• Position annotation records
========
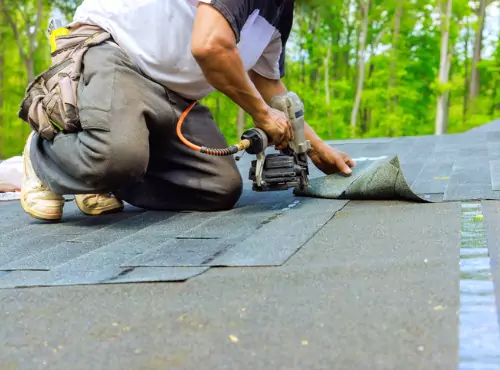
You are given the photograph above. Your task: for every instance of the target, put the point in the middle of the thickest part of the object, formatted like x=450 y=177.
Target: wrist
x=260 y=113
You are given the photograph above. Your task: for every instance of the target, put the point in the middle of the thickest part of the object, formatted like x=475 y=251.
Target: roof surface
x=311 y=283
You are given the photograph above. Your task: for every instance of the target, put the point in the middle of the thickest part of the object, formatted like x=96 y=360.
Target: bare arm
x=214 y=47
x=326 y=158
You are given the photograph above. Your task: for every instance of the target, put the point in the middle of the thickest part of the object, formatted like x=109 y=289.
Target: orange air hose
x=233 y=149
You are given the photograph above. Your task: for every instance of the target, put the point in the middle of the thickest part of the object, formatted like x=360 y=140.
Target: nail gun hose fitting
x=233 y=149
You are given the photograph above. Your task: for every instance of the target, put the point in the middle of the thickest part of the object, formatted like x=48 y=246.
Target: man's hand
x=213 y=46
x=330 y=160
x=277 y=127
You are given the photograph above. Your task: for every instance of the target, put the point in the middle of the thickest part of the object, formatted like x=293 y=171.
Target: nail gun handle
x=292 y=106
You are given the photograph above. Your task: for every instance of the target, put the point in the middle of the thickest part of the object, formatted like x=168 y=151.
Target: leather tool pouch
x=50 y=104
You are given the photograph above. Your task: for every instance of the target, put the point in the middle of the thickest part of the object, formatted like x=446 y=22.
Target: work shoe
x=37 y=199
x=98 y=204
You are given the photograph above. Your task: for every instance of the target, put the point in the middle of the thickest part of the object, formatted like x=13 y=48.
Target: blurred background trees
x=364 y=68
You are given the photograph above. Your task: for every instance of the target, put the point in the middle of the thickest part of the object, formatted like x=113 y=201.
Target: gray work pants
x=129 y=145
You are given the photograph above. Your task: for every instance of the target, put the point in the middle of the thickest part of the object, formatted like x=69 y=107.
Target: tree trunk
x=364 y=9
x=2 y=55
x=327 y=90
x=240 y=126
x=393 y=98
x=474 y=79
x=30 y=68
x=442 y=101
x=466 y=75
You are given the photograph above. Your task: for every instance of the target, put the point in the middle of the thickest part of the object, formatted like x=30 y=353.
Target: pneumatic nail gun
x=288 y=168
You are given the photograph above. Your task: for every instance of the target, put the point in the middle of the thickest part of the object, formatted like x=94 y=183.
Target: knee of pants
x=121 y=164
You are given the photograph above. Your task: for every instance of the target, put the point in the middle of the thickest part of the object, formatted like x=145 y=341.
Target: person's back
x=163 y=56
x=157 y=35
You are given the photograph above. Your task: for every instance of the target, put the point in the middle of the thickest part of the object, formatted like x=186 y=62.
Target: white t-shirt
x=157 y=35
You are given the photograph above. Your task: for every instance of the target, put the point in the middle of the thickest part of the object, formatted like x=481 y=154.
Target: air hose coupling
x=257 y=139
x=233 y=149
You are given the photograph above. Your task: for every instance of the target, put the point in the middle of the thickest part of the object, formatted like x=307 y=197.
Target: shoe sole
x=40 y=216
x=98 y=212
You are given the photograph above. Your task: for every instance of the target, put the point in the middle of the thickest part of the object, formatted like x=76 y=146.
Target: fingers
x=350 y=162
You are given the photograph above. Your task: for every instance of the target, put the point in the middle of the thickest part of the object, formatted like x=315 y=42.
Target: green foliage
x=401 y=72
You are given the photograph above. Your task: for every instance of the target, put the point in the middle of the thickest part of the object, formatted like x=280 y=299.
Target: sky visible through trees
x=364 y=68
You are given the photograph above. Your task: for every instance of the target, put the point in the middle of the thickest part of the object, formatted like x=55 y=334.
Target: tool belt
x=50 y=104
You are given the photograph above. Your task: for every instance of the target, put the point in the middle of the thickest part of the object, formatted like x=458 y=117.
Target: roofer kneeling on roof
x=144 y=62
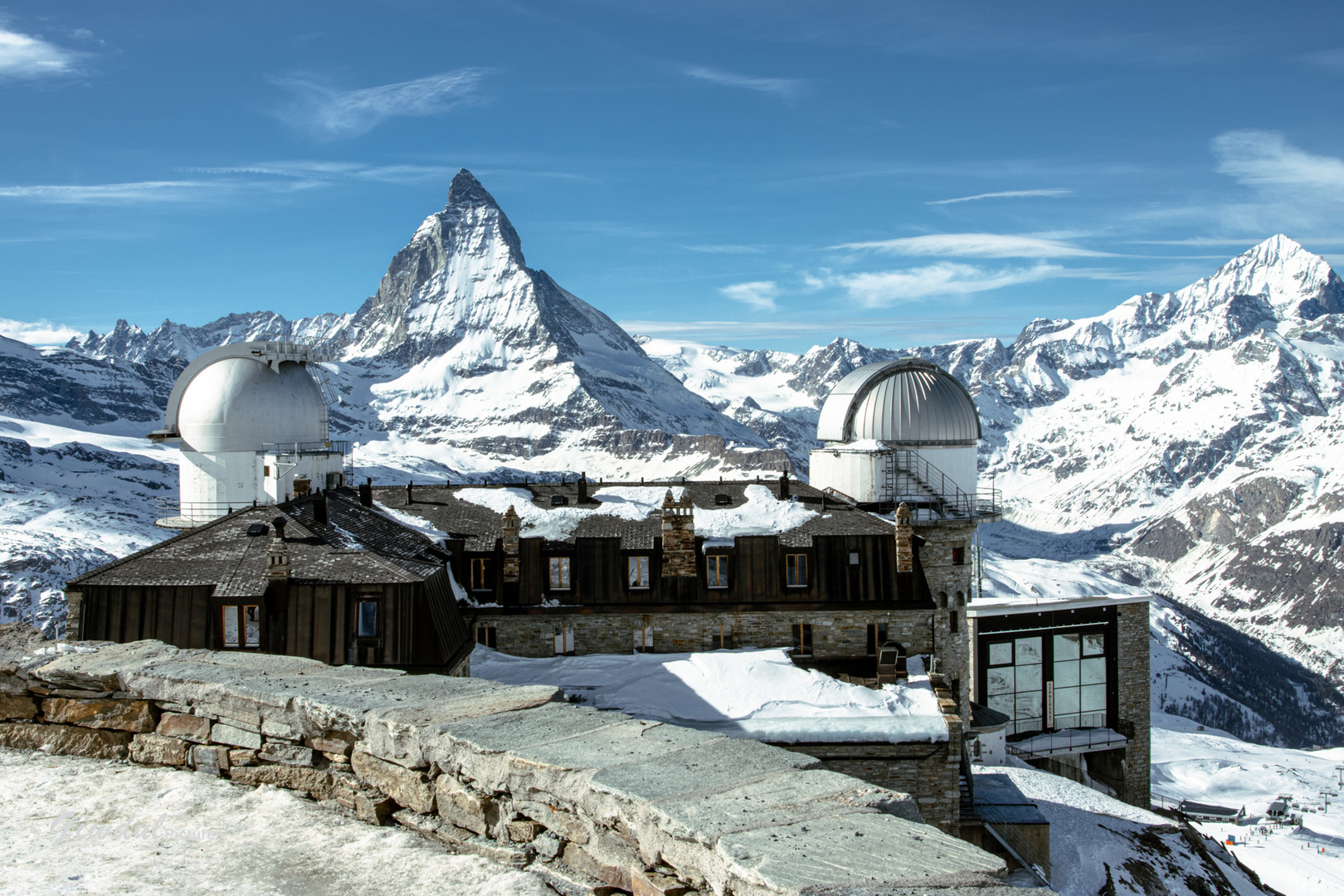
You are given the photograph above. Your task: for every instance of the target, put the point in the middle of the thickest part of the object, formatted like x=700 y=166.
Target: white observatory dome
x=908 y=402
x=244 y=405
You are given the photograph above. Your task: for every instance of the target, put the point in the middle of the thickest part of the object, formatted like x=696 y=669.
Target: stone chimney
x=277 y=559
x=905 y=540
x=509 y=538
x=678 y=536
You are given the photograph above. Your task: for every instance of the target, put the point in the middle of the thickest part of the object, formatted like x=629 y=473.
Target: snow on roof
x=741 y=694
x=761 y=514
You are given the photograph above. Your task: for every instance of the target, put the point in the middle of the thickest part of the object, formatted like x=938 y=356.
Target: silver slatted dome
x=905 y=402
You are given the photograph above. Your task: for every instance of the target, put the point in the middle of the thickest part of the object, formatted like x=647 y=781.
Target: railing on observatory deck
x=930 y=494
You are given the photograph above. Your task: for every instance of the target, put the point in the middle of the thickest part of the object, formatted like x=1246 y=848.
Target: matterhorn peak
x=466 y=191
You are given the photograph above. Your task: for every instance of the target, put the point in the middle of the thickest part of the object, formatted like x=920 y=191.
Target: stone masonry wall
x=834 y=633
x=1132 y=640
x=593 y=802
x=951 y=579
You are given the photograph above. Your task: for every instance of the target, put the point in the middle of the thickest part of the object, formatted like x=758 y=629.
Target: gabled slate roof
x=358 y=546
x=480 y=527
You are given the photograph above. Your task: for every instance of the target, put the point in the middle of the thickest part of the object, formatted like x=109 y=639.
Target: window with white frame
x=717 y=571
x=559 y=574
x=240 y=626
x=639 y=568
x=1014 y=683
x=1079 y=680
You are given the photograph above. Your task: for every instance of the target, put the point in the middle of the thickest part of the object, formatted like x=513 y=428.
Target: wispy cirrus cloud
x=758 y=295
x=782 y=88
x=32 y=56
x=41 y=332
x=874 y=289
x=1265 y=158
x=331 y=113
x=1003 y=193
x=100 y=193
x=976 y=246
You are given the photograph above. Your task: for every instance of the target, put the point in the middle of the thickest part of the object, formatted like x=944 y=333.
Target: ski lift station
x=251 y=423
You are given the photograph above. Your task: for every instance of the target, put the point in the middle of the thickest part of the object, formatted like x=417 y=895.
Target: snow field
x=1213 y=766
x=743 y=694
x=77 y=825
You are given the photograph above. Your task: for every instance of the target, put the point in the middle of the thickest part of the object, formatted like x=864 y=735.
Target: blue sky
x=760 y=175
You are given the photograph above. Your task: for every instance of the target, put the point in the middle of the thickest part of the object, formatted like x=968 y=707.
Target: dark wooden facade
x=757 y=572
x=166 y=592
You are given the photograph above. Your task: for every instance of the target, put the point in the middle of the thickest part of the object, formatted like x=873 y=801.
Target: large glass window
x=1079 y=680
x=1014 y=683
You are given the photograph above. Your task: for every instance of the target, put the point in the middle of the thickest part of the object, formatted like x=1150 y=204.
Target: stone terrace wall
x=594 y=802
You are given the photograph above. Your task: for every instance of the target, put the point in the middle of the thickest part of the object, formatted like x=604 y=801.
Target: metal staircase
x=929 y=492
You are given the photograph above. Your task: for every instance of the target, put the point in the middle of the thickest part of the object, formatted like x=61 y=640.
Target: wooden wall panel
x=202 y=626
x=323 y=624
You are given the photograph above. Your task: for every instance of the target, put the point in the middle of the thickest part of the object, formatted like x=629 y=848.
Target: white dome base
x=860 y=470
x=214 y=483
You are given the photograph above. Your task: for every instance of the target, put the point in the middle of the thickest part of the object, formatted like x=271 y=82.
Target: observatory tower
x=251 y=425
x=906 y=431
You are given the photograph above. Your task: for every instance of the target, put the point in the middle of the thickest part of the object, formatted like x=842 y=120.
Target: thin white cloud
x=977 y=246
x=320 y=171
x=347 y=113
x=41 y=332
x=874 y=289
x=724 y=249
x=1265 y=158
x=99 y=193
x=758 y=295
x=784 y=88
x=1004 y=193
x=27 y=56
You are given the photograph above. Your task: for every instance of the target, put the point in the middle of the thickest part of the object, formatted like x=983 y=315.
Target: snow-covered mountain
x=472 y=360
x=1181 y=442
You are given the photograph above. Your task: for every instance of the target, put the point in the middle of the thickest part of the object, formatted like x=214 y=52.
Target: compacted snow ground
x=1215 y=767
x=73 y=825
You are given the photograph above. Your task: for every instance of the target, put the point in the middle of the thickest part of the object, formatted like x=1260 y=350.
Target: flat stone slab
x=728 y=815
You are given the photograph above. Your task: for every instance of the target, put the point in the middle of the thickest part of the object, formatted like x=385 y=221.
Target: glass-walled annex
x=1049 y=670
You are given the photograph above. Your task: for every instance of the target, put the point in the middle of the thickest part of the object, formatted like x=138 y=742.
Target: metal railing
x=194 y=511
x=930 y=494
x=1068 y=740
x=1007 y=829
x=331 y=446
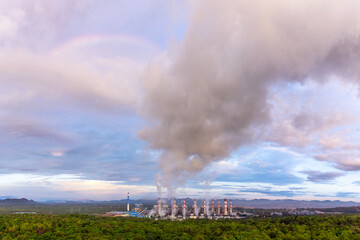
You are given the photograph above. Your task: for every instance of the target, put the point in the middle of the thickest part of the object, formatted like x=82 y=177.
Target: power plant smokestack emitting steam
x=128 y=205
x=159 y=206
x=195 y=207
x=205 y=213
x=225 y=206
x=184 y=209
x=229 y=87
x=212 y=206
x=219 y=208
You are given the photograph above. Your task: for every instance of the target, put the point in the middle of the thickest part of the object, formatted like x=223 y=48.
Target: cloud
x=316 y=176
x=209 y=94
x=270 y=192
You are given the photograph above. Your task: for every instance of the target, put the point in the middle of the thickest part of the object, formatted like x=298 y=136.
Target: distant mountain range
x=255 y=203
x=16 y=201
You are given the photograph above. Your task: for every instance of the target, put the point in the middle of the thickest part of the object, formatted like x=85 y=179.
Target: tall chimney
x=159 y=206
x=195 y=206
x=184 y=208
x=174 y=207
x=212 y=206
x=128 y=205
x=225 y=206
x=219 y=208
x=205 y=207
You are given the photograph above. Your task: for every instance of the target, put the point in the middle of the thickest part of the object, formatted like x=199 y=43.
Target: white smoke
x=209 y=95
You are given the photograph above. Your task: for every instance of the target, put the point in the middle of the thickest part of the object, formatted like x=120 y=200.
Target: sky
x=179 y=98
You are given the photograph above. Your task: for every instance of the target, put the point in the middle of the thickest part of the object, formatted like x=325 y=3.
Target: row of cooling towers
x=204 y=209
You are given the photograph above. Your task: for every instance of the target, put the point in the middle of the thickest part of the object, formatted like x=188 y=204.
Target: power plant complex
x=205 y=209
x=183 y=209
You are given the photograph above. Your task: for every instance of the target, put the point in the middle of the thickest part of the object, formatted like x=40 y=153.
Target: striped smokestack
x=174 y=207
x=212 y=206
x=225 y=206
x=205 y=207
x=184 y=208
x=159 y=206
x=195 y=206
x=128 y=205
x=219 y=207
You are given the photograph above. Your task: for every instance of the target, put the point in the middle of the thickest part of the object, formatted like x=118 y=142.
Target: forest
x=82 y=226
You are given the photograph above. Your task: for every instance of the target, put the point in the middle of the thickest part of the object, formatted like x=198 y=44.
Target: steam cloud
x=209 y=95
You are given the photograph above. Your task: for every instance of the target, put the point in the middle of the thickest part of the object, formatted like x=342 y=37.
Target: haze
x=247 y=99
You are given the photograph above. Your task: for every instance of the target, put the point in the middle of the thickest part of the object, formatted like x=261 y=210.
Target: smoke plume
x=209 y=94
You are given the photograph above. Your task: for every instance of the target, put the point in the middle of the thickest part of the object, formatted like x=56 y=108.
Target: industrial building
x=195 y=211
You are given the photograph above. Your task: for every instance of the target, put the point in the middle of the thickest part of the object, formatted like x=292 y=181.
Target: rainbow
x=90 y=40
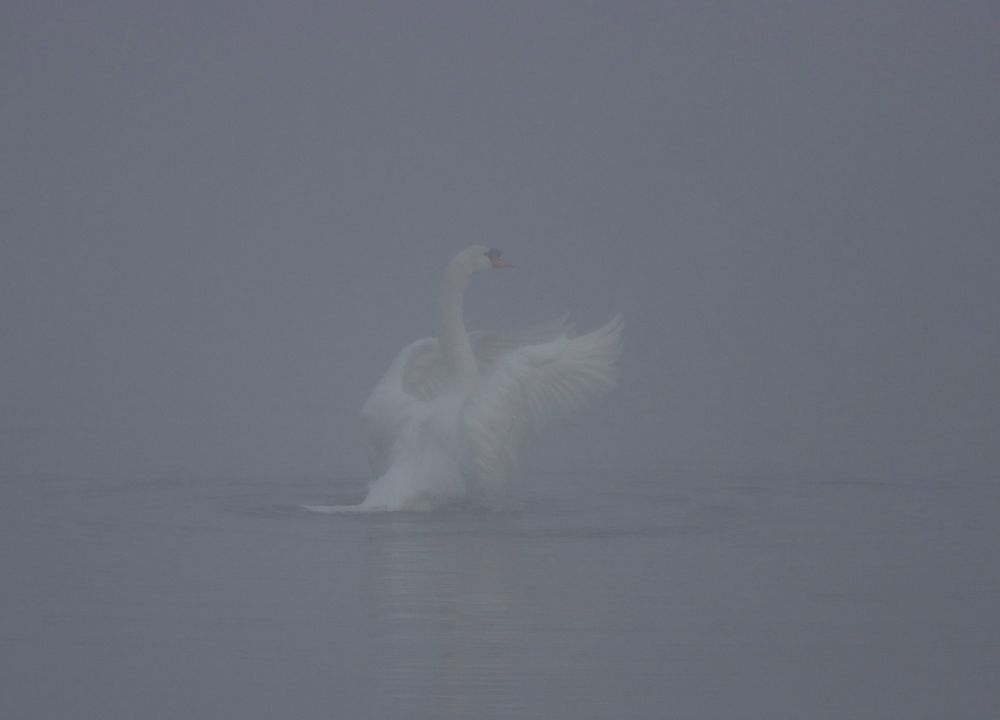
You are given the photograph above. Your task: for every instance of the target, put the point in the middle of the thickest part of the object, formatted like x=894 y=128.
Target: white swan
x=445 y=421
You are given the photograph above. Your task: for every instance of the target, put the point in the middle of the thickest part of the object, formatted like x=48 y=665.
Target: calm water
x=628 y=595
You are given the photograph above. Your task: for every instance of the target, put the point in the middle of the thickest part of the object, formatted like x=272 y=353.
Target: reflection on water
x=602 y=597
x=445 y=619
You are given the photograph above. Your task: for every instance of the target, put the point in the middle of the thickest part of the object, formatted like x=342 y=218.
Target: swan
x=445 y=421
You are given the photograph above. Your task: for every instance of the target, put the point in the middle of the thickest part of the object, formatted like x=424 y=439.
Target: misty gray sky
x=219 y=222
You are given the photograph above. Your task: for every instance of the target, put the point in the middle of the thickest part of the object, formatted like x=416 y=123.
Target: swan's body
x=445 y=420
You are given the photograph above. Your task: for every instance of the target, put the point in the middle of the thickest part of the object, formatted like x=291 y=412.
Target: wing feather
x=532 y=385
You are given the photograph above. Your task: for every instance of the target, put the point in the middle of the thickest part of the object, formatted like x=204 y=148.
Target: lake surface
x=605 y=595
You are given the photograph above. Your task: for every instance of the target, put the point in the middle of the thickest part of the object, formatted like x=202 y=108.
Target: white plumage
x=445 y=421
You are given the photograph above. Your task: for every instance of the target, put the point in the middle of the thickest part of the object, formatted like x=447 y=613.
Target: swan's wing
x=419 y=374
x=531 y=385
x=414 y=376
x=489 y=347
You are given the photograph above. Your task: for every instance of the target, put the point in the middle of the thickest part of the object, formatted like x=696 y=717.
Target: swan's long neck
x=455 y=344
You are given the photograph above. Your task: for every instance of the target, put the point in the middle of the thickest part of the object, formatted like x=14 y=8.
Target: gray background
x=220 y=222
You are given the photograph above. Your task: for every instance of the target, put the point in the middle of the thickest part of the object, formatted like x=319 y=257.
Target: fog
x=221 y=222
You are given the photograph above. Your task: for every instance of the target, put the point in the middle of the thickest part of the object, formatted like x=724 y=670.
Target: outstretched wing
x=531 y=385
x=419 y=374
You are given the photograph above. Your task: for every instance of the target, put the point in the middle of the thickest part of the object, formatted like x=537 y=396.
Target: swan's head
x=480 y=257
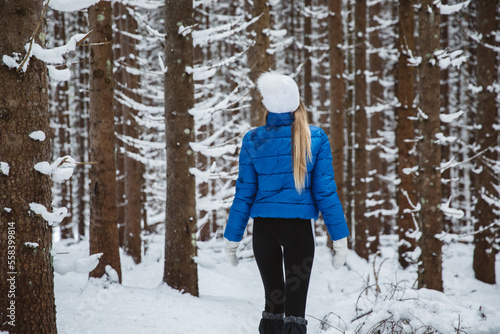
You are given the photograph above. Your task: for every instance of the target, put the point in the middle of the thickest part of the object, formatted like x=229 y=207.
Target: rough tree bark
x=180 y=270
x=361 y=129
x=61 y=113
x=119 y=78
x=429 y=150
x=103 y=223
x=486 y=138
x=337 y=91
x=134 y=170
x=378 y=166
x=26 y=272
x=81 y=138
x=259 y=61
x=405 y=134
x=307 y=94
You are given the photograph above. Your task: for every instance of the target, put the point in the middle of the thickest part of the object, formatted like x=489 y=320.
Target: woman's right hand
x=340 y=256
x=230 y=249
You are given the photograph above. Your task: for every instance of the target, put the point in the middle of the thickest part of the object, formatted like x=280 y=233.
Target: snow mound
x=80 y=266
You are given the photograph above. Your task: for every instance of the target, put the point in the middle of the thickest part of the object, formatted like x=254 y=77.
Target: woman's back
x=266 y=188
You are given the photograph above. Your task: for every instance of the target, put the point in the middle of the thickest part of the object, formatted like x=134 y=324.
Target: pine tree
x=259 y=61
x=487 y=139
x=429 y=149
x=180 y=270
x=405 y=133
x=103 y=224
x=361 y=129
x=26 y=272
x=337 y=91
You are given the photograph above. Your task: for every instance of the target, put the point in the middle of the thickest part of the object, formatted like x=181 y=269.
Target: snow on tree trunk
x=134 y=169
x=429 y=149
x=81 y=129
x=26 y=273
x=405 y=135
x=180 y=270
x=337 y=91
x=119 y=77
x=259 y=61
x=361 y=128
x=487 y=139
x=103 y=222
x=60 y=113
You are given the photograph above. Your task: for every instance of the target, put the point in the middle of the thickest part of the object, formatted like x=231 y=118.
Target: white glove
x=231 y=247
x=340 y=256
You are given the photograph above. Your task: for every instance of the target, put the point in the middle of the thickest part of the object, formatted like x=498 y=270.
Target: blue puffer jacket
========
• WRITTEN PROBLEM
Copy out, word for word, the lines from the start of the records through the line containing "x=260 y=113", leaving out any pictures.

• IN RESPONSE
You are given the photograph above. Your task: for every instance of the target, put the point in the middle of the thickest part of the object, formatted like x=450 y=177.
Target: wrist
x=260 y=113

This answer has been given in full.